■ Provided records
● ● ●
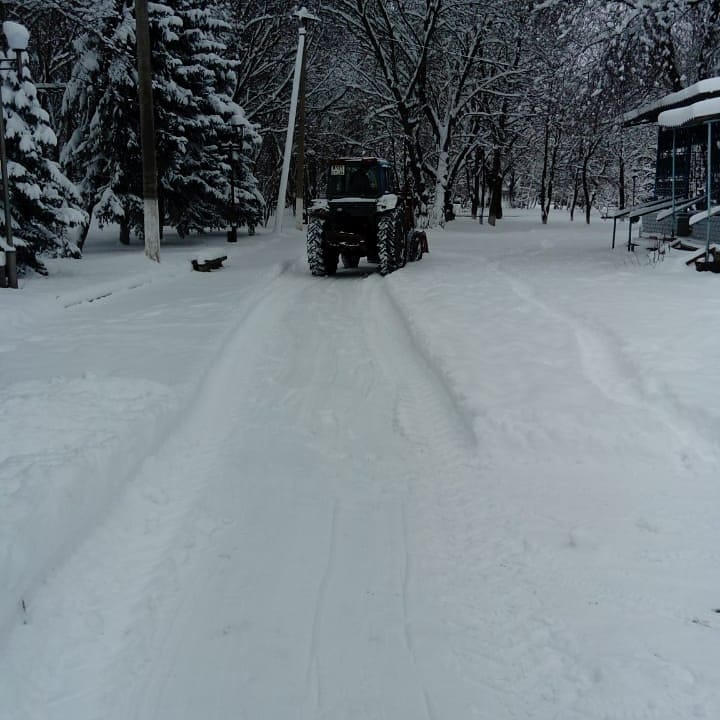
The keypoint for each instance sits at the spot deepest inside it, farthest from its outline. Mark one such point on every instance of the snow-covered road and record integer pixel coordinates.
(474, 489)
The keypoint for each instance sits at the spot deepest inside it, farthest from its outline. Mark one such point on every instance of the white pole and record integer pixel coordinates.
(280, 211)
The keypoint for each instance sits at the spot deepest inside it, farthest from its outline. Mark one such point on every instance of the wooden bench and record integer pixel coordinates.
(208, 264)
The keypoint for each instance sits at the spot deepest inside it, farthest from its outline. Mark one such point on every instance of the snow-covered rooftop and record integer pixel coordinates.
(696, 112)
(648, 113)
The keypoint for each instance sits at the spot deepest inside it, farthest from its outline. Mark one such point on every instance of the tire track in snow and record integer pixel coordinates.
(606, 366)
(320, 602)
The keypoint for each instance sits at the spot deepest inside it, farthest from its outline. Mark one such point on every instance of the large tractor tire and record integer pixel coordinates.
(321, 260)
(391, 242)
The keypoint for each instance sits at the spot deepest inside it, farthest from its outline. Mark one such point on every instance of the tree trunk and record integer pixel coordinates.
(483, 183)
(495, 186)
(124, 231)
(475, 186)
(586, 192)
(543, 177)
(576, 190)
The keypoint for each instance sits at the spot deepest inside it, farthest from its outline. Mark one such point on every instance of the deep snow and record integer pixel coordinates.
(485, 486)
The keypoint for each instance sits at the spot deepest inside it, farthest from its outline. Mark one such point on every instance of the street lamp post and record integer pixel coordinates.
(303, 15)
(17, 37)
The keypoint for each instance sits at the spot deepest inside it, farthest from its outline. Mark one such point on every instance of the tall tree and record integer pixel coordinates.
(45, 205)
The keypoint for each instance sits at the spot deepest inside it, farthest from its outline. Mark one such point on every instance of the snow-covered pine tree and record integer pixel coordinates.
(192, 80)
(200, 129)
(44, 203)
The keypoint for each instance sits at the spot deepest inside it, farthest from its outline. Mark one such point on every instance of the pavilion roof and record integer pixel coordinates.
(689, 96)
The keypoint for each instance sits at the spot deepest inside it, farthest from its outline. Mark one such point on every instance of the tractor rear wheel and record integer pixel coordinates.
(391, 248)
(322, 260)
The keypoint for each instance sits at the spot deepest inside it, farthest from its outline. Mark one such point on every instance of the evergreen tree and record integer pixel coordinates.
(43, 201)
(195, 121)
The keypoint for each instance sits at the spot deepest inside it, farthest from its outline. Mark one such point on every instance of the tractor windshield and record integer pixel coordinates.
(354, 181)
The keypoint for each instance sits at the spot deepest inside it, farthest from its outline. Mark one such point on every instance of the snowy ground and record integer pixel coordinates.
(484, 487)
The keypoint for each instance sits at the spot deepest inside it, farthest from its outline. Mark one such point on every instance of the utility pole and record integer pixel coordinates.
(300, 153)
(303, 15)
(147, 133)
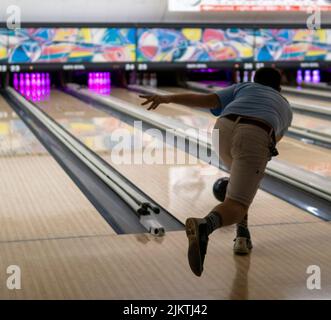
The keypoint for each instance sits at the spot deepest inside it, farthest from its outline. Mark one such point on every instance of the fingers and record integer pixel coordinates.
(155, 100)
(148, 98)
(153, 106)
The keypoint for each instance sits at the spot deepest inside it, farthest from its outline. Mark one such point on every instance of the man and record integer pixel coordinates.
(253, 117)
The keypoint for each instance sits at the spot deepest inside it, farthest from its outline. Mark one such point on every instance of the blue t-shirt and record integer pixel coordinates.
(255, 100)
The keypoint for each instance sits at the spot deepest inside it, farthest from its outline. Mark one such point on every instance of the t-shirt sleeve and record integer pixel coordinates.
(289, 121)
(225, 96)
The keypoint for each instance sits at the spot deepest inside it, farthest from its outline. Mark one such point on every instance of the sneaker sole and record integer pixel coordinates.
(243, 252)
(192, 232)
● ● ●
■ Exercise requirements
Scale the stretch from the line containing "sole and record integer pixel coordinates." through the end of the material, writing out every line again with the requests included and multiplying each answer coordinate by 2.55, rounded to a whole number with halves going up. Give only those lines.

■ Exercise output
The keypoint for each instance sits at the spot deepest inside it, farthest from its outline. Mark one such point on every instance of the sneaker sole and record integer pixel coordinates.
(620, 643)
(490, 592)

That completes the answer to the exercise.